#### TEXTE FOURNI ####
Mercredi 27 mars, après 18 mois de concertation avec l’ensemble des partenaires sociaux, Olivier Dussopt, Secrétaire d’État auprès du Ministre de l’action et des comptes publics, a présenté en Conseil des ministres le projet de loi relatif à la transformation de la fonction publique. Je souhaite revenir ici sur ce texte majeur de cette première partie du quinquennat, texte dont j’ai la responsabilité d’organiser les travaux au sein du groupe La République En Marche aux côtés de la rapporteure Émilie Chalas.
A peine de texte présenté, j’ai pu lire ces derniers jours plusieurs contre-vérités concernant ce projet de loi, certains annonçant la fin du statut de la fonction publique, d’autres critiquant un soi-disant statut quo. Je pense pour ma part que si on est attaché au bon fonctionnement de nos services publics et aux agents publics qui assurent leur fonctionnement, qu’ils soient titulaires de la fonction publique ou contractuels, on se doit de regarder avec attention ce que ce projet de loi contient réellement et non pas le caricaturer de manière dogmatique sans même l’avoir lu, étudié ou discuté.
La première question que l’on peut se poser c’est pourquoi ce projet de loi arrive maintenant ? Le service public, ce sont les agents publics, qui sont présents dans la vie de chaque Français. Plus de 5 millions d’agents (2,45 millions fonctionnaires d’Etat, 1,18 million de fonctionnaires hospitaliers, 1,9 million de fonctionnaires territoriaux) sont au service de nos concitoyens, dont près de 9 sur 10 à leur contact direct. Par leur engagement et leur professionnalisme, ils contribuent au quotidien à la cohésion sociale et territoriale de notre pays. Or, depuis de nombreuses années, trop de normes et de lourdeurs entravent leur action et le bon fonctionnement des services publics. Les premiers à le dire sont les agents eux-mêmes.
Face à l’évolution rapide de leurs métiers, le sens de leurs missions et de leur engagement doit être aujourd’hui conforté. Face à un statut qui ne leur offre pas suffisamment la reconnaissance et les perspectives professionnelles escomptées, de nouvelles attentes se font jour pour aller vers une fonction publique plus attractive et plus réactive, des parcours professionnels plus diversifiés et une plus grande prise en considération de la qualité de vie au travail.
####
LISTE DES TÂCHES:
1: D'après le texte fourni, qui a présenté le projet de loi relatif à la transformation de la fonction publique en Conseil des ministres ?
2: Relevez, s'il vous plaît, toutes les catégories de fonctionnaires mentionnées dans le texte fourni, avec l'effectif indiqué pour chacune.
#### SECTION DES DONNÉES ####
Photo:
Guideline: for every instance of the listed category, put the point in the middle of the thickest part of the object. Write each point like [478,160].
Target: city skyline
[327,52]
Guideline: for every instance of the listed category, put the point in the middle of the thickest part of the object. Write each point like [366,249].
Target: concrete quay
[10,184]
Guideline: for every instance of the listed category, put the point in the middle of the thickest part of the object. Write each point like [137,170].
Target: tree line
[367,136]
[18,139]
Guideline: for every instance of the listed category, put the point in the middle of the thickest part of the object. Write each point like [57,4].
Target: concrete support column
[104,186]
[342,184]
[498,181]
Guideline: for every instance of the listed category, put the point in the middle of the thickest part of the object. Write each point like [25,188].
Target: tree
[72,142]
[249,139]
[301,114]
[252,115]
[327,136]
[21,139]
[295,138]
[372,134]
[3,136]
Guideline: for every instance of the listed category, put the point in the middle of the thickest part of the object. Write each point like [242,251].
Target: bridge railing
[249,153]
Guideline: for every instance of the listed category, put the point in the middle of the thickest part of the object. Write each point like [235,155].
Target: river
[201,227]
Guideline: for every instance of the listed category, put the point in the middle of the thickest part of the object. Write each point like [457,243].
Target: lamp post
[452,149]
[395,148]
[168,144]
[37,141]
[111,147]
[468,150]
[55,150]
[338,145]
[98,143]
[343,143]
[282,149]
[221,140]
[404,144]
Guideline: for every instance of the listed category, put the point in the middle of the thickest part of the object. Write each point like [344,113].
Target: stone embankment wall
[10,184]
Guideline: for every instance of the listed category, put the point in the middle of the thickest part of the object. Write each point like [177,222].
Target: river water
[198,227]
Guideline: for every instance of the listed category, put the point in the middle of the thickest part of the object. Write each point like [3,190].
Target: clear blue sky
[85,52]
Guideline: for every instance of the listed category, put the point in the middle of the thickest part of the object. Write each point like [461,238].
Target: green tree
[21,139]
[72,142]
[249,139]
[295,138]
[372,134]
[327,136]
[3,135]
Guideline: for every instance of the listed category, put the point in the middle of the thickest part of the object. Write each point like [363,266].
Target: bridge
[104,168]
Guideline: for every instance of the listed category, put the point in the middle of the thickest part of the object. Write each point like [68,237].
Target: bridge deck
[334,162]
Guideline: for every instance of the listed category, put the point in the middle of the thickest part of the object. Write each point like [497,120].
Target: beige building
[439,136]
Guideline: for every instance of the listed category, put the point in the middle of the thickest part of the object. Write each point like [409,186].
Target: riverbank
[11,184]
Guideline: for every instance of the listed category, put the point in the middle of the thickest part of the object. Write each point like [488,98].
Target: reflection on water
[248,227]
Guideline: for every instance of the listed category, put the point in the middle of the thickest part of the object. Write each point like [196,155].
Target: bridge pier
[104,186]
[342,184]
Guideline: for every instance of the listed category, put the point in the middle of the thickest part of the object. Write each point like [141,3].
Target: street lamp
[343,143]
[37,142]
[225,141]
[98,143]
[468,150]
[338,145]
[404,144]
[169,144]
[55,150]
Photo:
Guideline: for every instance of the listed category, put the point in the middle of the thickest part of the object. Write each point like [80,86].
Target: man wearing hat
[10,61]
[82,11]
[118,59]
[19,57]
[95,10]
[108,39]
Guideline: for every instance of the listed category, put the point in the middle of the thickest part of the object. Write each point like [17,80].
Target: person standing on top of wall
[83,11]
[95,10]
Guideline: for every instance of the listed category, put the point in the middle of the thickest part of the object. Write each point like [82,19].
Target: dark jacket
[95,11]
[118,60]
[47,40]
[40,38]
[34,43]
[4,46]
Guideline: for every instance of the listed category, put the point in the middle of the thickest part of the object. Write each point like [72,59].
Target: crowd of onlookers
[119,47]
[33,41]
####
RÉPONSES PAR NUMÉRO:
1: Olivier Dussopt, Secrétaire d'État auprès du Ministre de l'action et des comptes publics.

2:
- Fonctionnaires d'État : 2,45 millions
- Fonctionnaires hospitaliers : 1,18 million
- Fonctionnaires territoriaux : 1,9 million